* **Page extract**

--- --- ---

During the summer of the pandemic, after the initial government lockdown prevented our students from accessing our labs, MEE gave lots of consideration to why we put on practical classes, given they are some of the most resource intensive teaching to deliver. We are now fairly comfortable with our conclusion that practical classes are critical to the effective training of engineers and are irreplaceable. When we were forced to temporarily suspend access to our workshops and laboratories, the team in MEE developed categories of tactics that can be deployed to deliver remote practicals. While some of these tactics have advantages over face to face teaching, such as simulations being flexible for the student and easily scalable to large cohorts, mostly we are attempting to mitigate the loss of the in-lab learning by replicating it as closely as possible. Of the tactics we developed, only two provide students the ability to particulate in performing “real” experiments, which we called “Performing procedure in an alternative environment” and “Synchronous remote participation”. Performing procedure in an alternative environment is great, and we have had a great deal of success with posting physically compact and somewhat inexpensive activities out to students to perform at home. But this approach generally isn’t feasible if the kit is too big, expensive or dangerous to post. And big, expensive and dangerous experiments are part of what makes Engineering fun.
There are two broad methods that can be used with synchronous remote participation. The first is to have a staff member working with students to live stream an experiment conducted in the lab. But this generates an inherent tension. Working with small groups of students allows active participation is extremely costly in staff time in order to repeat multiple times for large cohorts. Broadcasting a smaller number of repetitions to large groups of students reduces the ability for everyone to participate.
Figure 1: left) a computer controlled wind tunnel in the Fluids Engineering lab in the Diamond and right) interface on the computer to control wind tunnel and read instrumentation.
The second method, and the one that we are particularly excited about, is allowing students to participate in conducting real experiments remotely using telemetry, i.e. the ability to measure things remotely. But how can this be achieved? Some of the more sophisticated experiments we run in The Diamond involve a computer for data acquisition or control of the equipment. For example, in our Fluids Engineering lab, we have computer controlled wind tunnels, as shown in figure 1. Students come into the laboratory to test aerodynamic specimens, such as aerofoils, by interacting with the computer connected to the wind tunnel, as illustrated in figure 2.
Figure 2: Illustration of a student accessing the computer controlled experiment in the laboratory.
When students were not allowed to come into the laboratory, it seemed a reasonably quick win to use the Universities remote desktop infrastructure to allow students to access the same computer that controls the wind tunnel from a remote location, as illustrated in figure 3. We even set up a webcam so the experiments could be viewed while it was running. The experience isn’t quite a visceral as being in the same room, hearing the fan whir, but it’s pretty good. It allows students to dictate the procedure, see realtime cause and effect and generate real experimental data.
Figure 3: Illustration of a student accessing the same computer controlled experiment in the laboratory, from a remote location.

--- --- ---

* **Provided information**
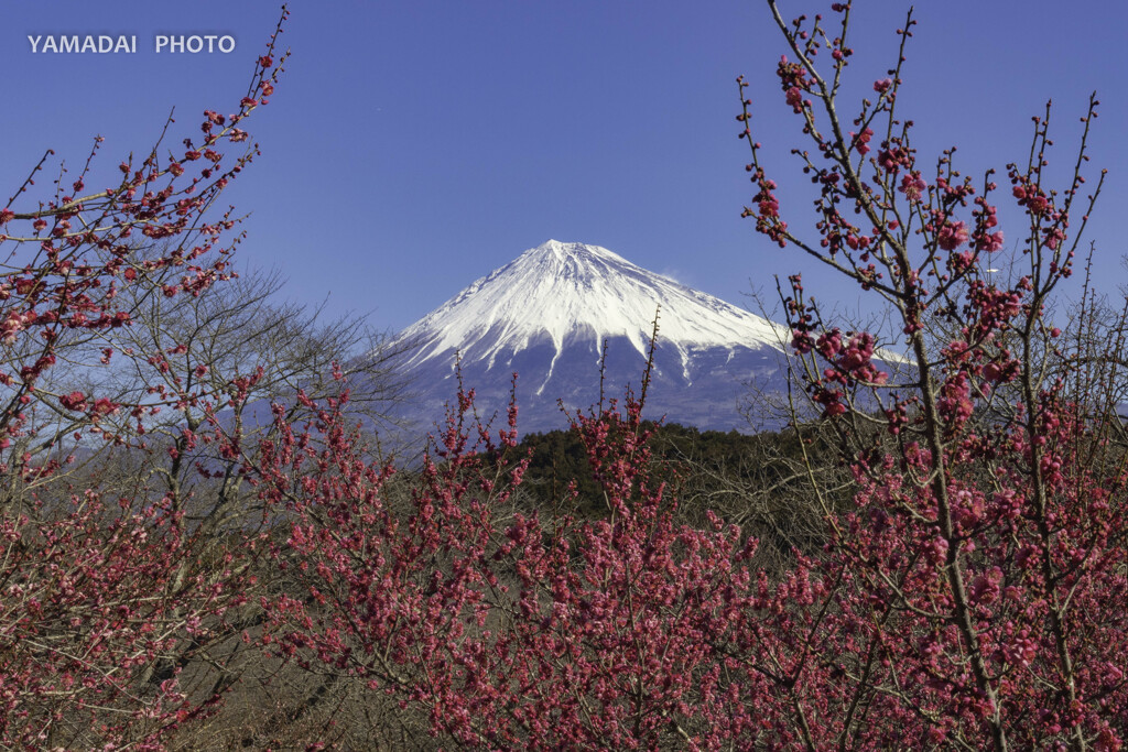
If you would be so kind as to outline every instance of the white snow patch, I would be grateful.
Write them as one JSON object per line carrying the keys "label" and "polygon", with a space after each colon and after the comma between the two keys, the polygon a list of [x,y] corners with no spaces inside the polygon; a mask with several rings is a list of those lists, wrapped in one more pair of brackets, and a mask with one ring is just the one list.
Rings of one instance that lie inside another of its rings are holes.
{"label": "white snow patch", "polygon": [[555,364],[569,335],[583,328],[594,336],[597,352],[605,339],[625,337],[645,354],[655,311],[659,340],[681,351],[687,379],[688,347],[782,350],[781,343],[791,339],[786,327],[647,272],[606,248],[557,240],[530,248],[476,281],[400,336],[428,343],[412,365],[458,350],[492,366],[502,352],[545,340],[555,347]]}

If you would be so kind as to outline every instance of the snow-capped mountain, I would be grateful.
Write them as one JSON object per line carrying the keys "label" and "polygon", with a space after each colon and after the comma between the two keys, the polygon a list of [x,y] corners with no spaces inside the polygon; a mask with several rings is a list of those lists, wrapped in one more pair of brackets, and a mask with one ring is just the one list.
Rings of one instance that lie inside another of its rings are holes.
{"label": "snow-capped mountain", "polygon": [[399,363],[417,417],[433,423],[462,380],[487,413],[504,415],[513,372],[522,433],[564,426],[570,409],[606,390],[637,386],[655,315],[655,371],[647,415],[700,428],[748,428],[739,404],[749,382],[778,386],[785,328],[649,272],[598,246],[548,242],[495,269],[423,317],[398,338]]}

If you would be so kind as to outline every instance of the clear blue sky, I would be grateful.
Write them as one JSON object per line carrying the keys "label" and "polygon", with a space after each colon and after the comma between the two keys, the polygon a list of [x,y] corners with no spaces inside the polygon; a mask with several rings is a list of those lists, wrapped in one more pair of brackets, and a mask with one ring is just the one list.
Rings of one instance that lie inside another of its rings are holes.
{"label": "clear blue sky", "polygon": [[[791,16],[829,3],[785,5]],[[892,63],[908,3],[857,6],[861,96]],[[1128,3],[918,6],[900,112],[919,124],[922,153],[957,144],[966,171],[1002,168],[1025,156],[1030,115],[1052,98],[1065,167],[1085,98],[1100,92],[1092,163],[1110,177],[1090,237],[1114,292],[1128,281]],[[248,123],[263,156],[229,198],[253,213],[243,262],[279,267],[293,298],[331,295],[332,310],[398,329],[548,238],[606,246],[738,304],[773,274],[811,268],[739,218],[751,195],[735,138],[743,73],[784,207],[794,198],[792,225],[807,221],[786,156],[795,121],[773,74],[782,41],[759,0],[355,0],[292,12],[288,72]],[[277,7],[8,0],[0,14],[6,198],[46,148],[78,167],[102,134],[108,174],[147,150],[174,105],[176,141],[203,109],[233,110]],[[27,41],[102,33],[136,34],[138,54],[33,54]],[[230,34],[238,46],[156,54],[162,33]],[[856,304],[812,277],[823,300]]]}

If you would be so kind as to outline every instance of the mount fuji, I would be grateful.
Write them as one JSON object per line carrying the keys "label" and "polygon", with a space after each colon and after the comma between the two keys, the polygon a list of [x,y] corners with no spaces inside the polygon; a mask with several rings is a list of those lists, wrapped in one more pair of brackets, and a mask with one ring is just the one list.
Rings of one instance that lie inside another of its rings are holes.
{"label": "mount fuji", "polygon": [[791,336],[713,295],[654,274],[599,246],[549,240],[466,287],[407,327],[393,343],[396,368],[414,395],[412,418],[431,425],[457,393],[456,365],[486,415],[504,415],[519,374],[522,433],[564,427],[559,405],[620,397],[642,378],[653,321],[654,350],[645,414],[698,428],[743,430],[749,383],[783,384]]}

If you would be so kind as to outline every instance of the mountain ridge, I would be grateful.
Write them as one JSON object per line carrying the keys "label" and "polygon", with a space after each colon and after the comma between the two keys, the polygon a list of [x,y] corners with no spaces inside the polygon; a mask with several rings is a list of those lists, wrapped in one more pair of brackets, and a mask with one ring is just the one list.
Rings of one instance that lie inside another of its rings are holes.
{"label": "mountain ridge", "polygon": [[476,280],[404,329],[398,368],[426,422],[457,392],[456,368],[478,404],[504,412],[519,377],[522,433],[561,427],[571,409],[637,383],[658,315],[653,417],[699,428],[748,430],[748,382],[781,386],[786,327],[650,272],[607,248],[548,240]]}

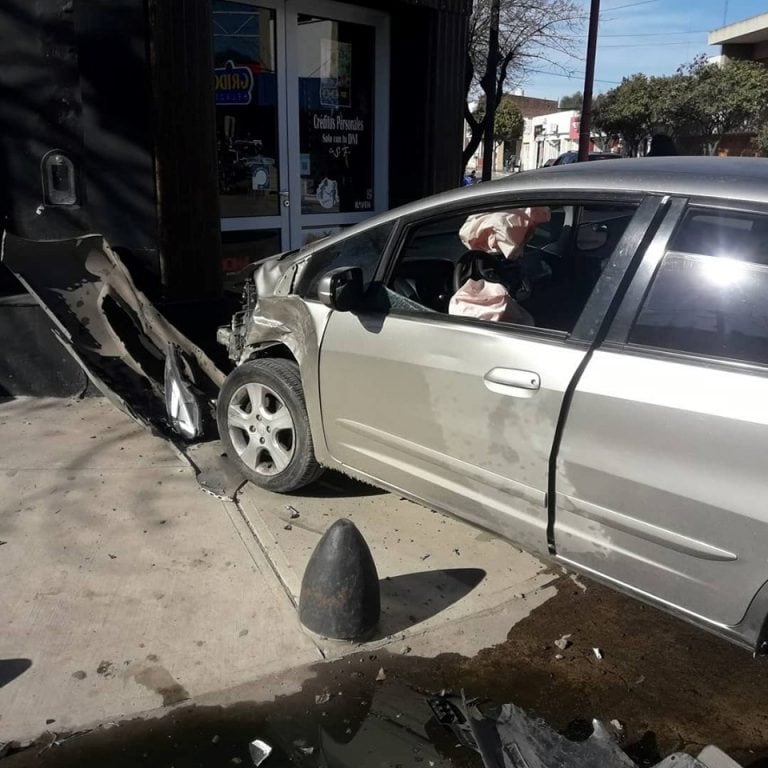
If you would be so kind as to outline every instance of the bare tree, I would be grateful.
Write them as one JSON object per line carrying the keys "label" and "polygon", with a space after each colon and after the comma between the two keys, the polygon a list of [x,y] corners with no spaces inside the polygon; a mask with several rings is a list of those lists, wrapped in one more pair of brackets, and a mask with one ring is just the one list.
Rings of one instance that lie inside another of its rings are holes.
{"label": "bare tree", "polygon": [[[558,58],[573,56],[574,44],[578,51],[583,44],[576,34],[586,17],[575,0],[500,0],[499,45],[498,51],[492,50],[493,5],[493,0],[475,0],[470,18],[464,107],[470,138],[464,148],[465,166],[480,146],[504,88],[519,83],[537,64],[558,66]],[[481,95],[494,109],[476,115],[470,104]]]}

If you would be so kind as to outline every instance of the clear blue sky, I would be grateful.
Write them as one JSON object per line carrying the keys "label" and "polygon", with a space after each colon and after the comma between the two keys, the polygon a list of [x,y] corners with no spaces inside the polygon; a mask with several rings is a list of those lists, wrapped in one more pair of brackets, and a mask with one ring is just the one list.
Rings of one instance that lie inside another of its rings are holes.
{"label": "clear blue sky", "polygon": [[[589,12],[589,1],[578,0]],[[673,73],[698,53],[714,56],[707,34],[718,27],[768,12],[768,0],[602,0],[597,44],[595,93],[607,91],[635,72]],[[526,96],[556,99],[580,91],[584,83],[586,24],[579,58],[558,56],[563,69],[537,64],[520,87]],[[545,74],[545,72],[559,74]]]}

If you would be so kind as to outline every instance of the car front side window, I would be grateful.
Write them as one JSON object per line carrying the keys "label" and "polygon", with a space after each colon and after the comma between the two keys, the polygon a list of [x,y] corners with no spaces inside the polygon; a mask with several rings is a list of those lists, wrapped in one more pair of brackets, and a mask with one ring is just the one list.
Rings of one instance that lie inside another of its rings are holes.
{"label": "car front side window", "polygon": [[537,202],[416,224],[389,308],[571,333],[636,207]]}
{"label": "car front side window", "polygon": [[360,267],[363,282],[368,285],[373,280],[394,226],[394,221],[387,221],[315,251],[301,275],[297,290],[299,295],[316,299],[320,278],[338,267]]}

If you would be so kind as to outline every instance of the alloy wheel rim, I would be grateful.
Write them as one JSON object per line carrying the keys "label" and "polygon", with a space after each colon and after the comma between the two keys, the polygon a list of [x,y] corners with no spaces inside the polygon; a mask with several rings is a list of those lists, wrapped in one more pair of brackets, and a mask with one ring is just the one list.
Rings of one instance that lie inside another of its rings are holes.
{"label": "alloy wheel rim", "polygon": [[243,384],[235,391],[227,408],[227,430],[240,460],[260,475],[280,474],[293,459],[293,418],[266,384]]}

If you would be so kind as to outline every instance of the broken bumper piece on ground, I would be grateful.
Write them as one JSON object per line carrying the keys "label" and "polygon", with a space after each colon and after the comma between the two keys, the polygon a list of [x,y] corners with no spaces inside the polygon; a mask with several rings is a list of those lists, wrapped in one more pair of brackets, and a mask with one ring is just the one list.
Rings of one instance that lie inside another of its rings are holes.
{"label": "broken bumper piece on ground", "polygon": [[0,256],[97,389],[182,448],[206,490],[229,496],[242,484],[220,447],[190,454],[178,440],[216,437],[213,403],[224,374],[136,287],[102,237],[41,243],[6,233]]}

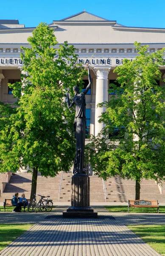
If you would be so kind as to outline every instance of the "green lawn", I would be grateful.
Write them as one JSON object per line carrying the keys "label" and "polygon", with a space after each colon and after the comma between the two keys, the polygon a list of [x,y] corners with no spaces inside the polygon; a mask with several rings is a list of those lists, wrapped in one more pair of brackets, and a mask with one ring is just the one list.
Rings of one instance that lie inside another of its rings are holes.
{"label": "green lawn", "polygon": [[[108,206],[104,207],[106,209],[112,212],[128,212],[128,206]],[[154,208],[157,211],[157,208]],[[130,212],[155,212],[154,209],[148,207],[133,208],[129,207]],[[165,206],[159,206],[159,213],[165,213]]]}
{"label": "green lawn", "polygon": [[0,251],[32,226],[31,224],[0,224]]}
{"label": "green lawn", "polygon": [[165,225],[129,225],[127,227],[160,254],[165,256]]}

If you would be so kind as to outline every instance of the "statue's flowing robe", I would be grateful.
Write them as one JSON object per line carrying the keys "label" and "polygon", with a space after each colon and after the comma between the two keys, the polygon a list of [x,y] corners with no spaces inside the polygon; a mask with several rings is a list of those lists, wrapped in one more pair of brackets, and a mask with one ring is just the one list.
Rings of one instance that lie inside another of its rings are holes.
{"label": "statue's flowing robe", "polygon": [[74,97],[76,115],[74,127],[76,139],[76,145],[73,173],[84,174],[84,158],[85,149],[86,125],[85,97],[83,93]]}

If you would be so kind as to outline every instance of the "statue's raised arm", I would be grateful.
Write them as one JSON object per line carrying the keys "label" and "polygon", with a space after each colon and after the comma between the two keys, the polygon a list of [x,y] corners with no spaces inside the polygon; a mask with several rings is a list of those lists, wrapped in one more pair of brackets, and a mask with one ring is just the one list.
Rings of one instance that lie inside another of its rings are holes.
{"label": "statue's raised arm", "polygon": [[90,87],[91,86],[91,84],[92,84],[92,79],[91,79],[91,77],[90,76],[90,73],[89,67],[89,64],[88,64],[87,67],[88,67],[89,84],[88,84],[88,85],[87,86],[87,87],[86,87],[85,90],[84,92],[84,94],[85,95],[87,94],[87,93],[89,90]]}

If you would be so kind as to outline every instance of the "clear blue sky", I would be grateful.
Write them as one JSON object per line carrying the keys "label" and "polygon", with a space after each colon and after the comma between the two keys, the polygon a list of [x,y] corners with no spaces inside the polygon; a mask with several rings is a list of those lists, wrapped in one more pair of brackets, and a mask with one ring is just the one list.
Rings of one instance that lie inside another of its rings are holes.
{"label": "clear blue sky", "polygon": [[0,0],[0,19],[17,19],[34,27],[85,9],[125,26],[165,28],[165,0]]}

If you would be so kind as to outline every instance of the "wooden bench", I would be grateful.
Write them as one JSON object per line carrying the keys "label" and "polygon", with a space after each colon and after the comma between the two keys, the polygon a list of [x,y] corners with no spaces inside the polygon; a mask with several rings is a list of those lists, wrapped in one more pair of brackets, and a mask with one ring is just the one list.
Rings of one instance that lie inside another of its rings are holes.
{"label": "wooden bench", "polygon": [[[26,199],[28,204],[29,203],[30,200]],[[6,207],[14,207],[13,205],[12,205],[11,199],[5,199],[5,202],[3,202],[3,212],[6,212]]]}
{"label": "wooden bench", "polygon": [[[129,200],[128,212],[129,212],[130,207],[151,207],[157,208],[157,212],[159,213],[159,203],[158,200],[148,200],[146,199],[140,199],[140,200]],[[157,212],[155,211],[156,212]]]}

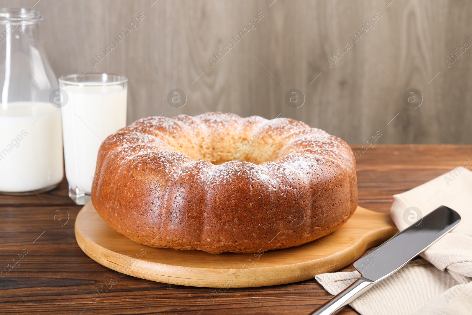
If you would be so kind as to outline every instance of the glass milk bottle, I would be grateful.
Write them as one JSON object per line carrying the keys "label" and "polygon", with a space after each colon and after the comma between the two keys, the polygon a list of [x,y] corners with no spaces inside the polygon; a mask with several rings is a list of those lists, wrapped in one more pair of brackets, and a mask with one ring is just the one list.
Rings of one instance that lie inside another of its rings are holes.
{"label": "glass milk bottle", "polygon": [[50,101],[58,86],[40,38],[42,20],[35,9],[0,9],[2,194],[39,194],[64,176],[60,109]]}

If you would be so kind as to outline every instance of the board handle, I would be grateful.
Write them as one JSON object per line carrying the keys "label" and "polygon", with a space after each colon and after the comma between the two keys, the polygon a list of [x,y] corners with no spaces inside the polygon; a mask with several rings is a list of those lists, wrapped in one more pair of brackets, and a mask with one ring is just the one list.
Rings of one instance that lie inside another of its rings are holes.
{"label": "board handle", "polygon": [[341,308],[352,302],[371,287],[373,282],[363,278],[357,279],[351,285],[333,297],[316,311],[309,315],[331,315],[339,312]]}

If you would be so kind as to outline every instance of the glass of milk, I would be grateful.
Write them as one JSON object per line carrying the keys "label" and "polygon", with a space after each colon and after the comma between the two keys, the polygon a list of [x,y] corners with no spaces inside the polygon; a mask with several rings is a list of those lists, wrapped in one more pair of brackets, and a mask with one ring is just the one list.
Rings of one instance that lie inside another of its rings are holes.
{"label": "glass of milk", "polygon": [[42,19],[34,9],[0,9],[1,194],[37,195],[64,176],[60,109],[50,102],[58,82],[40,36]]}
{"label": "glass of milk", "polygon": [[66,177],[69,196],[90,201],[98,149],[108,136],[126,127],[128,79],[107,73],[59,78]]}

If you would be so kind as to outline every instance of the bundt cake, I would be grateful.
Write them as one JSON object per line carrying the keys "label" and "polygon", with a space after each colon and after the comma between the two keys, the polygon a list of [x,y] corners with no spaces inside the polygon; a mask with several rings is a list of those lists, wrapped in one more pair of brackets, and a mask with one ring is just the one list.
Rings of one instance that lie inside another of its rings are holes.
{"label": "bundt cake", "polygon": [[292,119],[148,117],[102,143],[92,200],[140,244],[260,252],[346,222],[357,206],[355,162],[341,139]]}

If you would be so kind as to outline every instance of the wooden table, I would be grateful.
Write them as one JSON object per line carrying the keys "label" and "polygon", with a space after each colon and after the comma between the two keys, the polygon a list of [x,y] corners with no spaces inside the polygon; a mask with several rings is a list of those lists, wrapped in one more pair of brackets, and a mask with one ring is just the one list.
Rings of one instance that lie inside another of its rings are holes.
{"label": "wooden table", "polygon": [[[392,195],[466,160],[472,162],[472,145],[376,145],[357,161],[359,205],[388,212]],[[120,274],[93,261],[77,246],[74,222],[81,207],[67,196],[65,179],[39,196],[0,195],[0,270],[19,264],[0,280],[0,313],[304,315],[331,297],[312,280],[230,289],[212,302],[218,296],[214,289]],[[106,292],[100,298],[99,291]],[[348,307],[340,314],[357,313]]]}

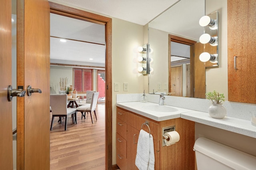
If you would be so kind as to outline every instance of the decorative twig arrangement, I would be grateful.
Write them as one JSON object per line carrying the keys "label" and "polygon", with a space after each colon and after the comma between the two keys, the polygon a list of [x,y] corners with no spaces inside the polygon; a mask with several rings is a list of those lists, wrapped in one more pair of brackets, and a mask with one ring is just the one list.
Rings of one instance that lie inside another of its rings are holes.
{"label": "decorative twig arrangement", "polygon": [[66,91],[68,79],[67,77],[60,78],[60,90]]}

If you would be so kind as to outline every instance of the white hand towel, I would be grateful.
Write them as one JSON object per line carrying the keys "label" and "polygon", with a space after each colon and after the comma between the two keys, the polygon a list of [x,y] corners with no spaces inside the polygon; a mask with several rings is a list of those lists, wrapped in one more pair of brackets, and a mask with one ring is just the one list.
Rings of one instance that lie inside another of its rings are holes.
{"label": "white hand towel", "polygon": [[153,170],[155,154],[153,136],[142,129],[140,131],[137,146],[135,164],[140,170]]}

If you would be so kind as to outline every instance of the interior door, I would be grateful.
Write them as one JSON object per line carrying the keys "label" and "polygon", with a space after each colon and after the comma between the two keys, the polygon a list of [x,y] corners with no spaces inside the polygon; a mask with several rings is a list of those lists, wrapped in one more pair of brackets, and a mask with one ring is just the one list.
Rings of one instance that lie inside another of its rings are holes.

--- --- ---

* **Questions to answer**
(a) In the page extract, what was set up so that the wind tunnel experiments could be viewed while they were running?
(b) Revise the page extract from "There are two" through "everyone to participate.", replacing every "students" with "learners". Begin at the words that have "There are two", and stop after "everyone to participate.".

* **Set of answers**
(a) A webcam.

(b)
There are two broad methods that can be used with synchronous remote participation. The first is to have a staff member working with learners to live stream an experiment conducted in the lab. But this generates an inherent tension. Working with small groups of learners allows active participation is extremely costly in staff time in order to repeat multiple times for large cohorts. Broadcasting a smaller number of repetitions to large groups of learners reduces the ability for everyone to participate.